§ Work required: Could you give back every record below exactly, leaving out the pictures?

§ Material provided:
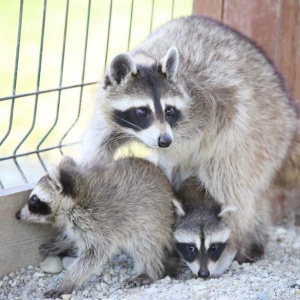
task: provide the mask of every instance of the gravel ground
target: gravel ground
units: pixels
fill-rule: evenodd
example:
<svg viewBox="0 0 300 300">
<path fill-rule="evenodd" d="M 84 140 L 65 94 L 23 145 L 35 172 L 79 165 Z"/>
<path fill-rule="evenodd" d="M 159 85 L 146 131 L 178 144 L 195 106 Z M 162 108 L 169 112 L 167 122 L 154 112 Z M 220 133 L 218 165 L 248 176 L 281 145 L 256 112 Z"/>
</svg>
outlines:
<svg viewBox="0 0 300 300">
<path fill-rule="evenodd" d="M 300 226 L 295 213 L 270 228 L 270 241 L 264 259 L 250 265 L 233 262 L 221 278 L 195 278 L 189 270 L 179 279 L 166 277 L 146 287 L 126 289 L 133 276 L 132 260 L 120 254 L 101 275 L 92 275 L 80 289 L 63 299 L 300 299 Z M 28 266 L 0 280 L 0 299 L 43 299 L 64 277 Z"/>
</svg>

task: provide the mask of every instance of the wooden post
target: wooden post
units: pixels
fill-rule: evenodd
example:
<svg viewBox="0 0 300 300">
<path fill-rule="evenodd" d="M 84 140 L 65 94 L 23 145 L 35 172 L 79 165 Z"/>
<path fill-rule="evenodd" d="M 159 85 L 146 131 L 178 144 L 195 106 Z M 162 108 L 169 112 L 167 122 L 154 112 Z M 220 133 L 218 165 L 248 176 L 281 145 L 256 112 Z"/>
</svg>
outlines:
<svg viewBox="0 0 300 300">
<path fill-rule="evenodd" d="M 300 104 L 299 0 L 195 0 L 194 14 L 221 21 L 255 41 Z"/>
<path fill-rule="evenodd" d="M 220 21 L 260 46 L 300 107 L 300 0 L 195 0 L 194 14 Z M 299 191 L 272 190 L 273 219 L 299 206 Z"/>
</svg>

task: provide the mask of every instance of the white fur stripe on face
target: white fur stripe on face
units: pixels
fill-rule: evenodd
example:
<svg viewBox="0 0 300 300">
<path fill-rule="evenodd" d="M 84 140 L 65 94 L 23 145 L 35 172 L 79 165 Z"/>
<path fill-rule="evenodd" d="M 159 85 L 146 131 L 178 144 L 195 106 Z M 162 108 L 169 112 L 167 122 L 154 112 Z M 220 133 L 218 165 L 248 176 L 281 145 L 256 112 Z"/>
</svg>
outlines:
<svg viewBox="0 0 300 300">
<path fill-rule="evenodd" d="M 198 259 L 196 259 L 195 261 L 193 261 L 192 263 L 186 262 L 186 264 L 188 265 L 188 267 L 191 269 L 191 271 L 198 276 L 198 273 L 200 271 L 200 262 Z"/>
<path fill-rule="evenodd" d="M 185 102 L 180 98 L 162 98 L 161 100 L 163 110 L 166 109 L 167 106 L 174 106 L 178 110 L 181 110 L 185 106 Z"/>
<path fill-rule="evenodd" d="M 167 106 L 174 106 L 178 110 L 181 110 L 185 106 L 185 102 L 180 98 L 162 98 L 160 101 L 163 110 L 165 110 Z M 132 99 L 124 97 L 120 100 L 112 101 L 111 105 L 113 108 L 121 111 L 125 111 L 132 107 L 148 106 L 154 112 L 154 102 L 152 99 Z"/>
<path fill-rule="evenodd" d="M 200 251 L 200 247 L 201 247 L 200 236 L 196 234 L 188 233 L 186 231 L 177 230 L 174 233 L 174 237 L 178 243 L 194 244 L 196 245 L 197 249 Z"/>
<path fill-rule="evenodd" d="M 206 250 L 208 250 L 210 245 L 213 243 L 225 243 L 229 239 L 230 233 L 230 229 L 225 228 L 219 232 L 215 232 L 212 235 L 207 235 L 204 242 Z"/>
<path fill-rule="evenodd" d="M 132 107 L 149 107 L 154 111 L 154 103 L 152 99 L 132 99 L 122 98 L 120 100 L 112 101 L 111 106 L 114 109 L 126 111 Z"/>
</svg>

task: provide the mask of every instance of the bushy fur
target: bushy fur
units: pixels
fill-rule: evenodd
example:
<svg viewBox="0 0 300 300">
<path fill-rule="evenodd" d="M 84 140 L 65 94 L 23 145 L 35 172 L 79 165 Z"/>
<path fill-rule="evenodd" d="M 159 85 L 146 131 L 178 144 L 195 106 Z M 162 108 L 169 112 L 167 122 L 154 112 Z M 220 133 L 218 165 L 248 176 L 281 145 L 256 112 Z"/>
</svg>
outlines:
<svg viewBox="0 0 300 300">
<path fill-rule="evenodd" d="M 160 278 L 166 251 L 173 247 L 172 199 L 167 178 L 146 160 L 124 158 L 87 169 L 64 158 L 41 178 L 17 215 L 63 230 L 67 238 L 42 246 L 43 254 L 59 255 L 68 243 L 76 248 L 77 259 L 62 284 L 46 296 L 71 293 L 119 249 L 133 257 L 137 275 Z M 38 213 L 41 204 L 49 206 L 47 214 Z"/>
<path fill-rule="evenodd" d="M 83 161 L 111 160 L 121 144 L 140 140 L 169 179 L 179 165 L 183 180 L 196 176 L 219 203 L 237 208 L 229 227 L 240 252 L 265 239 L 264 192 L 295 136 L 296 113 L 282 79 L 253 43 L 204 17 L 176 19 L 116 57 L 102 84 Z M 170 128 L 156 112 L 155 126 L 145 130 L 113 118 L 113 105 L 145 99 L 173 101 L 180 118 Z M 157 132 L 172 137 L 168 148 L 157 146 Z"/>
<path fill-rule="evenodd" d="M 178 220 L 174 231 L 175 241 L 196 249 L 194 254 L 186 251 L 188 256 L 193 256 L 189 261 L 181 253 L 183 260 L 197 276 L 221 276 L 238 252 L 232 243 L 231 230 L 227 225 L 228 220 L 236 213 L 236 208 L 220 205 L 199 185 L 196 178 L 184 181 L 176 193 L 176 198 L 178 200 L 174 200 L 174 203 Z M 218 247 L 218 243 L 226 246 L 221 250 L 220 257 L 213 260 L 210 257 L 210 247 Z M 180 249 L 178 248 L 179 253 L 182 252 Z"/>
</svg>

§ Your solution:
task: provide the mask of every instance of the gravel ground
target: gravel ground
units: pixels
fill-rule: evenodd
example:
<svg viewBox="0 0 300 300">
<path fill-rule="evenodd" d="M 84 140 L 65 94 L 23 145 L 35 172 L 79 165 Z"/>
<path fill-rule="evenodd" d="M 159 85 L 146 131 L 178 144 L 195 106 Z M 162 108 L 169 112 L 167 122 L 154 112 Z M 220 133 L 218 165 L 248 176 L 281 145 L 256 112 Z"/>
</svg>
outlines:
<svg viewBox="0 0 300 300">
<path fill-rule="evenodd" d="M 300 226 L 295 213 L 270 228 L 270 241 L 264 259 L 250 265 L 233 262 L 221 278 L 195 278 L 189 270 L 179 279 L 166 277 L 146 287 L 126 289 L 133 276 L 132 260 L 120 254 L 101 275 L 92 275 L 80 289 L 63 299 L 300 299 Z M 28 266 L 0 280 L 0 299 L 43 299 L 64 277 Z"/>
</svg>

task: provide the mask of every instance of the wooden post
target: wooden post
units: pixels
fill-rule: evenodd
example:
<svg viewBox="0 0 300 300">
<path fill-rule="evenodd" d="M 84 140 L 65 94 L 23 145 L 35 172 L 79 165 Z"/>
<path fill-rule="evenodd" d="M 159 85 L 146 131 L 178 144 L 195 106 Z M 162 108 L 169 112 L 167 122 L 154 112 Z M 220 133 L 218 165 L 248 176 L 281 145 L 256 112 Z"/>
</svg>
outlines:
<svg viewBox="0 0 300 300">
<path fill-rule="evenodd" d="M 300 104 L 299 0 L 195 0 L 194 14 L 221 21 L 255 41 Z"/>
<path fill-rule="evenodd" d="M 220 21 L 260 46 L 300 107 L 300 0 L 195 0 L 194 14 Z M 299 191 L 272 190 L 273 219 L 299 206 Z"/>
</svg>

task: provide the mask of every instance of the white fur stripe on face
target: white fur stripe on face
units: pixels
fill-rule: evenodd
example:
<svg viewBox="0 0 300 300">
<path fill-rule="evenodd" d="M 84 140 L 65 94 L 23 145 L 35 172 L 79 165 Z"/>
<path fill-rule="evenodd" d="M 159 85 L 146 131 L 178 144 L 195 106 Z M 162 108 L 169 112 L 167 122 L 154 112 Z M 220 133 L 218 165 L 248 176 L 281 145 L 256 112 Z"/>
</svg>
outlines:
<svg viewBox="0 0 300 300">
<path fill-rule="evenodd" d="M 198 259 L 196 259 L 195 261 L 193 261 L 192 263 L 186 262 L 186 264 L 188 265 L 188 267 L 191 269 L 191 271 L 198 276 L 198 273 L 200 271 L 200 262 Z"/>
<path fill-rule="evenodd" d="M 185 102 L 180 98 L 162 98 L 161 100 L 163 110 L 166 109 L 167 106 L 174 106 L 178 110 L 181 110 L 185 106 Z"/>
<path fill-rule="evenodd" d="M 167 106 L 174 106 L 178 110 L 181 110 L 185 106 L 185 102 L 180 98 L 162 98 L 160 101 L 163 110 L 165 110 Z M 132 99 L 124 97 L 120 100 L 112 101 L 111 105 L 113 108 L 121 111 L 125 111 L 132 107 L 148 106 L 154 112 L 154 102 L 152 99 Z"/>
<path fill-rule="evenodd" d="M 200 251 L 200 247 L 201 247 L 200 236 L 196 234 L 188 233 L 186 231 L 177 230 L 174 233 L 174 237 L 178 243 L 194 244 L 196 245 L 197 249 Z"/>
<path fill-rule="evenodd" d="M 206 250 L 208 250 L 210 245 L 213 243 L 225 243 L 229 239 L 230 233 L 230 229 L 225 228 L 219 232 L 215 232 L 212 235 L 207 235 L 204 242 Z"/>
<path fill-rule="evenodd" d="M 132 107 L 149 107 L 154 111 L 154 103 L 152 99 L 132 99 L 122 98 L 120 100 L 112 101 L 111 106 L 114 109 L 126 111 Z"/>
</svg>

task: provide the mask of every instance of the bushy fur
target: bushy fur
units: pixels
fill-rule: evenodd
example:
<svg viewBox="0 0 300 300">
<path fill-rule="evenodd" d="M 84 140 L 65 94 L 23 145 L 35 172 L 79 165 Z"/>
<path fill-rule="evenodd" d="M 159 85 L 146 131 L 178 144 L 195 106 Z M 162 108 L 169 112 L 167 122 L 154 112 Z M 220 133 L 218 165 L 248 176 L 281 145 L 256 112 Z"/>
</svg>
outlines:
<svg viewBox="0 0 300 300">
<path fill-rule="evenodd" d="M 160 278 L 166 251 L 173 247 L 172 199 L 167 178 L 146 160 L 124 158 L 87 169 L 64 158 L 41 178 L 17 215 L 63 230 L 67 238 L 42 246 L 43 254 L 59 255 L 68 243 L 76 248 L 77 259 L 62 284 L 46 296 L 71 293 L 119 249 L 133 257 L 137 275 Z M 38 213 L 41 204 L 49 206 L 47 214 Z"/>
<path fill-rule="evenodd" d="M 83 161 L 111 160 L 121 144 L 140 140 L 169 179 L 179 165 L 183 180 L 196 176 L 219 203 L 237 208 L 229 227 L 240 252 L 265 239 L 264 192 L 295 136 L 296 113 L 282 79 L 253 43 L 204 17 L 176 19 L 116 57 L 102 84 Z M 170 128 L 156 112 L 155 126 L 145 130 L 113 118 L 113 105 L 145 99 L 173 101 L 180 118 Z M 157 132 L 172 137 L 168 148 L 157 146 Z"/>
<path fill-rule="evenodd" d="M 178 220 L 174 231 L 175 241 L 196 249 L 194 254 L 186 251 L 188 256 L 193 256 L 189 261 L 181 253 L 183 260 L 197 276 L 221 276 L 238 252 L 232 243 L 231 230 L 227 225 L 228 220 L 236 213 L 236 208 L 220 205 L 199 185 L 196 178 L 184 181 L 176 193 L 176 198 L 178 200 L 174 200 L 174 203 Z M 218 247 L 218 243 L 226 246 L 221 250 L 220 257 L 213 260 L 210 257 L 210 247 Z M 180 249 L 178 248 L 179 253 L 182 252 Z"/>
</svg>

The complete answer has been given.